---------- Extracted information ----------

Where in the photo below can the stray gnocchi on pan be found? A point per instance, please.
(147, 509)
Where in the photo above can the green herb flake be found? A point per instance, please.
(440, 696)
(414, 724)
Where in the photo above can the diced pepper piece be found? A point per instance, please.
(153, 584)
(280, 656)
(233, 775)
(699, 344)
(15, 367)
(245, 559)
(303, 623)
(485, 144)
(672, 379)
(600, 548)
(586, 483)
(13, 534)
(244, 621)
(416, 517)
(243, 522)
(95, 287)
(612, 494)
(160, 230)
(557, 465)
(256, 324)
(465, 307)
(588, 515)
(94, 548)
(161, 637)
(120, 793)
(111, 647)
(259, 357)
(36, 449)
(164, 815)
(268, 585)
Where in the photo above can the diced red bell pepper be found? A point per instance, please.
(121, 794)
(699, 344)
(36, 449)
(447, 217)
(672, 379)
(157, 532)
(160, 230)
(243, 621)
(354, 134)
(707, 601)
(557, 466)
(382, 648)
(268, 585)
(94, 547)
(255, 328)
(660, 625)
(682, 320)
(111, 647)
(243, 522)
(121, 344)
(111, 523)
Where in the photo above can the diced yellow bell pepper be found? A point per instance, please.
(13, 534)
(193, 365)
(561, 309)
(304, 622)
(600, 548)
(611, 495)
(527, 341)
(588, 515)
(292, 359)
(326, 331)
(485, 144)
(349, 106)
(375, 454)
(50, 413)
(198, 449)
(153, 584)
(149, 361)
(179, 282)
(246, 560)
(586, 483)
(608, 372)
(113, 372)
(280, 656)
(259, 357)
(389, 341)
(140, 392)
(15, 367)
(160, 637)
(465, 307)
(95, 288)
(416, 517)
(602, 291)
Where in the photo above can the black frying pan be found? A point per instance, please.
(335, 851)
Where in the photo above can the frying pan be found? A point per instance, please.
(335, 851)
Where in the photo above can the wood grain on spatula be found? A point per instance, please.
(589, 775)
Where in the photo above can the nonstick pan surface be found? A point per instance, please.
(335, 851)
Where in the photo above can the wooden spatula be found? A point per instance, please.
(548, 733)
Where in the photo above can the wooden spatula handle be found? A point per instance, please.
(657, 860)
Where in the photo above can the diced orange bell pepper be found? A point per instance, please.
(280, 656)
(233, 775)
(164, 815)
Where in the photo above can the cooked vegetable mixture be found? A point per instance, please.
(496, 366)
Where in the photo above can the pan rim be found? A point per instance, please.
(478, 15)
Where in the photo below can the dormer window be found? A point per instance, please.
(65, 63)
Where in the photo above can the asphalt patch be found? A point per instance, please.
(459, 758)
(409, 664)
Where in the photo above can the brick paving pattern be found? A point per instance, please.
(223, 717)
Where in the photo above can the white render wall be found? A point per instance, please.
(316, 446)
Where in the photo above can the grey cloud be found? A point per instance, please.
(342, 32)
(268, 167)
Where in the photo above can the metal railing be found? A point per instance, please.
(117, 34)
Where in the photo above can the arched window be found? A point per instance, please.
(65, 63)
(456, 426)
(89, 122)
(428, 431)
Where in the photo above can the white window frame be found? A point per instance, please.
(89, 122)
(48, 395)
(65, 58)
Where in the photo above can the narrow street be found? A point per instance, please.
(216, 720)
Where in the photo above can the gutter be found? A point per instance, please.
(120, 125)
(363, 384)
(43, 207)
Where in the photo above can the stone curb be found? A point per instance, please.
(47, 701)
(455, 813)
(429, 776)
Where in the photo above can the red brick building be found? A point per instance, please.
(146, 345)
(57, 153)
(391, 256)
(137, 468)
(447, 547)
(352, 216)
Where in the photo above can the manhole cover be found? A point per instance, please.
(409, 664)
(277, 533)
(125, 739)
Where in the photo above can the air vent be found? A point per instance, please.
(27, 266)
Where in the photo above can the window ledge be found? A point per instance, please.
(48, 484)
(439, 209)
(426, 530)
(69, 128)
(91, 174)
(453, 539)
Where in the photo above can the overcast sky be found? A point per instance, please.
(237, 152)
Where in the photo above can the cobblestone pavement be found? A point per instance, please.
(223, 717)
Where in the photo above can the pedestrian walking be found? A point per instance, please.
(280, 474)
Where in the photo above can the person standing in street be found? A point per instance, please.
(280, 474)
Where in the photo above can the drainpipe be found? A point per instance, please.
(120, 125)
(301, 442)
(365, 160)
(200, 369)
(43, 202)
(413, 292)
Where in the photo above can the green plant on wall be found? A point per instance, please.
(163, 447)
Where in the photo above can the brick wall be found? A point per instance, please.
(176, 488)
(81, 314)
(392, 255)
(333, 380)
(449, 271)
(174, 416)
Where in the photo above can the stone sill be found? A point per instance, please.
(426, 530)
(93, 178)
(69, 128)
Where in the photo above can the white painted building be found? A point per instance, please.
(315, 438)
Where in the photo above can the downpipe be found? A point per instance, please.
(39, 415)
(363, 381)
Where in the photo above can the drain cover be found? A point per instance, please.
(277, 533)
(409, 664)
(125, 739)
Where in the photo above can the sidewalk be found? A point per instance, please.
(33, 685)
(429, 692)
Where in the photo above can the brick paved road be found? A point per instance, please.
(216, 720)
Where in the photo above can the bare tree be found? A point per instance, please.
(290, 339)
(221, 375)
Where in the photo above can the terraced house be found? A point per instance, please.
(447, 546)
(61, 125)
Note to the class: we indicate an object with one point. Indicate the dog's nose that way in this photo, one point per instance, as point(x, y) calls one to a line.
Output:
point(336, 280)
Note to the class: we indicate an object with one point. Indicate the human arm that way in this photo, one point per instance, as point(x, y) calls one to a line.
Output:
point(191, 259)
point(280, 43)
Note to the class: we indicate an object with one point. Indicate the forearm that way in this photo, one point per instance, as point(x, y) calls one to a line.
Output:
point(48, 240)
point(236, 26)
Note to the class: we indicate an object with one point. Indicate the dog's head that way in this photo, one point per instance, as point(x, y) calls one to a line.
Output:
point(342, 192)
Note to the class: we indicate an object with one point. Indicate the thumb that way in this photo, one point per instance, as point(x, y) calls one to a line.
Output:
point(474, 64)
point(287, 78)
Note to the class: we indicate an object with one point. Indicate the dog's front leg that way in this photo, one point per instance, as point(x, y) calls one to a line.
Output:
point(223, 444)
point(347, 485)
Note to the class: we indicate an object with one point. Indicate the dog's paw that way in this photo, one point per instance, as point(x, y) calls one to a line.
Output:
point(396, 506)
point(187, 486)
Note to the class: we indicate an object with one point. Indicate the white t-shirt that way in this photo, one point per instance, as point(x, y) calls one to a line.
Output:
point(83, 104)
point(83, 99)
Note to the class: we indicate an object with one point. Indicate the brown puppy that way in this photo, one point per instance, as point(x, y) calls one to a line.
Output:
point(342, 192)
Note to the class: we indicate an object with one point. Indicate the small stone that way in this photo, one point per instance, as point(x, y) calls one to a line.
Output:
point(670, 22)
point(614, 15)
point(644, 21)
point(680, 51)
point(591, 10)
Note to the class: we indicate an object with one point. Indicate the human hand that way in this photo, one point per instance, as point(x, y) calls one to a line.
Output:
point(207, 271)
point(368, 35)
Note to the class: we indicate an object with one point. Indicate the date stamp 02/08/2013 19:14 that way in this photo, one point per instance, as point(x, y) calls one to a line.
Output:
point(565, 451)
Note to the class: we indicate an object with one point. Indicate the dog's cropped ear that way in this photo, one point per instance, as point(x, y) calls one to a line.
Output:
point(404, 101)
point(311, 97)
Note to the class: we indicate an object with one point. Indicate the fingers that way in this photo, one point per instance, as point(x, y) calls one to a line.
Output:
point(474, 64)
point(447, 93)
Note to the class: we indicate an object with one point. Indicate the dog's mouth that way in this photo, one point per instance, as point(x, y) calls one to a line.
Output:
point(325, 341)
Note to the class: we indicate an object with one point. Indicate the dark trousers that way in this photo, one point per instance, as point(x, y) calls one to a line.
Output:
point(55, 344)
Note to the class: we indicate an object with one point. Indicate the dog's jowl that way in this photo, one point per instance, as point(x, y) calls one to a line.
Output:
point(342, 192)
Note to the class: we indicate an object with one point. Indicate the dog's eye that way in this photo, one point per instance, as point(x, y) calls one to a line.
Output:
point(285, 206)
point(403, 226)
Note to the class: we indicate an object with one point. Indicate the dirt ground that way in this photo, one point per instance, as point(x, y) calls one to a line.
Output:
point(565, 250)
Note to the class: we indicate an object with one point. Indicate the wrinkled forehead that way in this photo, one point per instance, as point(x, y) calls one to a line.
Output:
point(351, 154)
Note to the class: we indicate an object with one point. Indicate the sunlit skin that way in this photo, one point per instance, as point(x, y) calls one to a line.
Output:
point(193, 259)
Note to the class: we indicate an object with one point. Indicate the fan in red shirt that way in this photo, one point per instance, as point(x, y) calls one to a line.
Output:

----------

*Your instructions*: Your response should consist solely of the lines from the one that holds "Indicate the wrinkled" through the end of the listing above, reproduced exactly.

*Task response*:
Note to the class: we indicate an object with one point. Indicate the wrinkled forehead that way in this photo, one point per instance, as point(x, y) calls one to a line.
Output:
point(351, 154)
Note to the class: we indicate an object with one point. Indicate the sunlit skin that way in this photo, one point per instance, as point(x, y) calls one to a line.
Output:
point(193, 259)
Note to the class: we indicate an object with one point. Indicate the fan in red shirt that way in this photo, one point per instance, as point(x, y) calls one to a line.
Output:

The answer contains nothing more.